What the task asks: Please lay out the lines from the one containing "Locate vehicle tire." through the one containing "211,146,232,169", both included, as a Markdown table with the columns Row and Line. Number each line in Row, put the line itself in Line, and leave out any blank lines.

Supplied data:
_ _ _ _ _ _ _

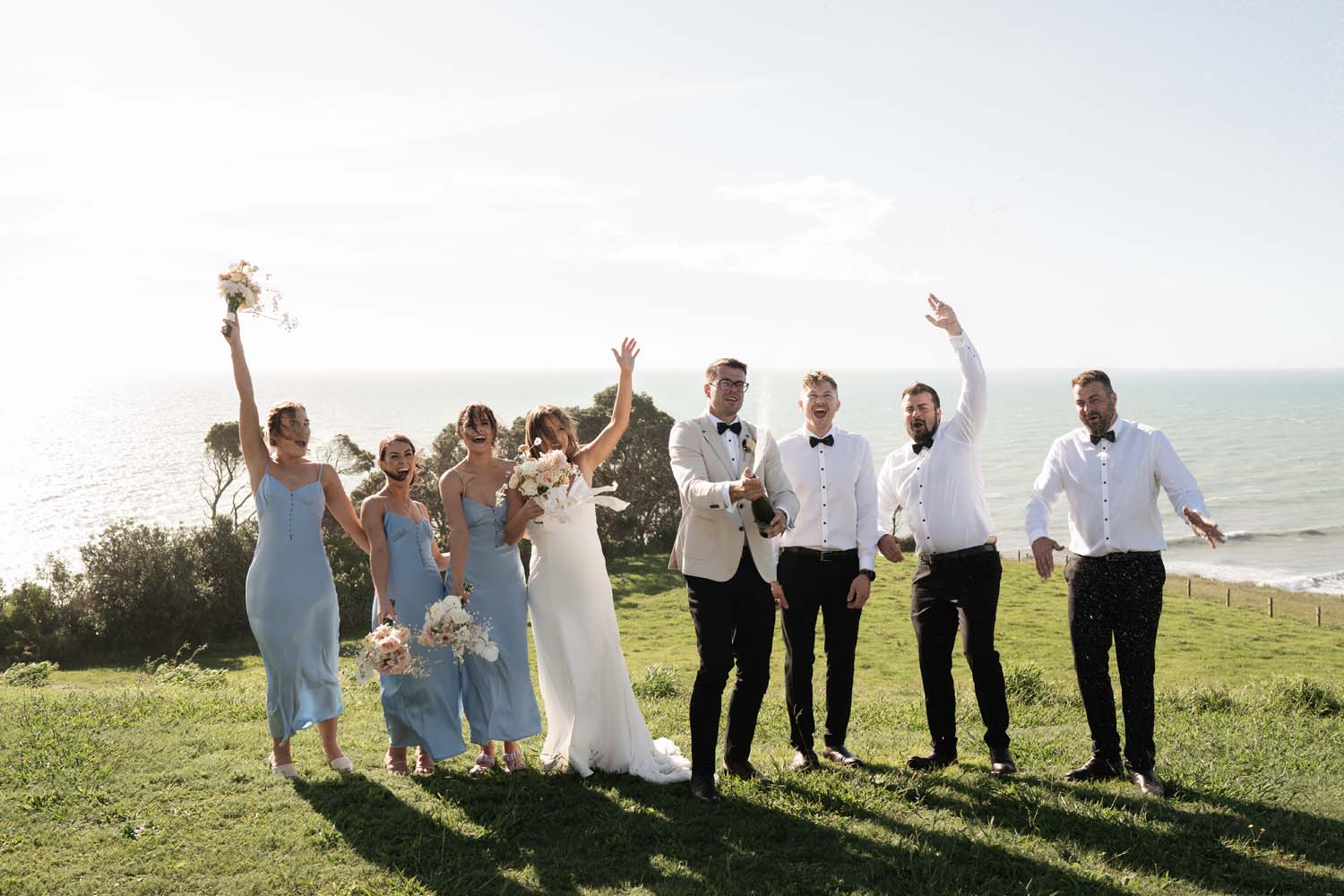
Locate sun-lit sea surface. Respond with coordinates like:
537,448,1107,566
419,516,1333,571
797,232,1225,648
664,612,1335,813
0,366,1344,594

_ _ _ _ _ _ _

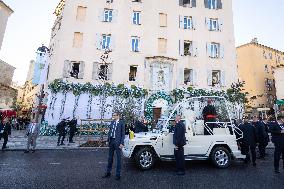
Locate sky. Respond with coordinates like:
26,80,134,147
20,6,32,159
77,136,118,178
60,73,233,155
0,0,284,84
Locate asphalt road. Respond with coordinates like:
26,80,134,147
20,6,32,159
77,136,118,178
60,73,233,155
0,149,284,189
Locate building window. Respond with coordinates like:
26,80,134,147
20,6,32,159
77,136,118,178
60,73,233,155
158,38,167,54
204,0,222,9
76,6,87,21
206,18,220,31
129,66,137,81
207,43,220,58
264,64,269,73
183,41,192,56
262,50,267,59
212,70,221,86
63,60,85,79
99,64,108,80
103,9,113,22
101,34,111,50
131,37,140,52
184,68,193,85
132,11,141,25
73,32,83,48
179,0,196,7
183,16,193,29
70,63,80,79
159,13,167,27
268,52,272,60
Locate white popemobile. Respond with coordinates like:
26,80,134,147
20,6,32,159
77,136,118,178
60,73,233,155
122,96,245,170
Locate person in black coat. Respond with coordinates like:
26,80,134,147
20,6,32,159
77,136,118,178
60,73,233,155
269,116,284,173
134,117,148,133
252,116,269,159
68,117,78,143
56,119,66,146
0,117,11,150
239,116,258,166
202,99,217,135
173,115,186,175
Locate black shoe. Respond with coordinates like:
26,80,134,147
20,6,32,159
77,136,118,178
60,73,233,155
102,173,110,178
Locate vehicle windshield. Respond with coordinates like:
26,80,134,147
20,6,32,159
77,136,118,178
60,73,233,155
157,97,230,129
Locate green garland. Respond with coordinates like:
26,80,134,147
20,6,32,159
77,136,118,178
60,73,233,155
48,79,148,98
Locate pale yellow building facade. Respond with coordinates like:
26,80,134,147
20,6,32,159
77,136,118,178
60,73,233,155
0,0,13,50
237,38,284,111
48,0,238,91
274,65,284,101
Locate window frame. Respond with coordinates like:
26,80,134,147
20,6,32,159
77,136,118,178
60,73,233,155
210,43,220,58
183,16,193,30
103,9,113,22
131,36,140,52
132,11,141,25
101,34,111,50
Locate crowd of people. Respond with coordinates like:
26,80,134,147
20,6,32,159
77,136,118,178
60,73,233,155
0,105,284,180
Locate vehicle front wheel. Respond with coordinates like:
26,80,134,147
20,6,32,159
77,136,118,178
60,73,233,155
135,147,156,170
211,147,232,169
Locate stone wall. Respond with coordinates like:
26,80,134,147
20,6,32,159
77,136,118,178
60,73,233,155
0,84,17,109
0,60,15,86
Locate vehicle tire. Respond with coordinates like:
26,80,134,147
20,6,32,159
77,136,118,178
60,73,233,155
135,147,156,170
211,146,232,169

_ _ _ _ _ _ _

Reply to the exercise:
| Row | Line |
|---|---|
| 1 | Locate vehicle tire. Respond with coordinates like: |
| 2 | 26,80,134,147 |
| 3 | 20,6,32,159 |
| 4 | 77,136,118,178 |
| 5 | 60,73,233,155 |
| 6 | 135,147,156,170 |
| 7 | 211,146,232,169 |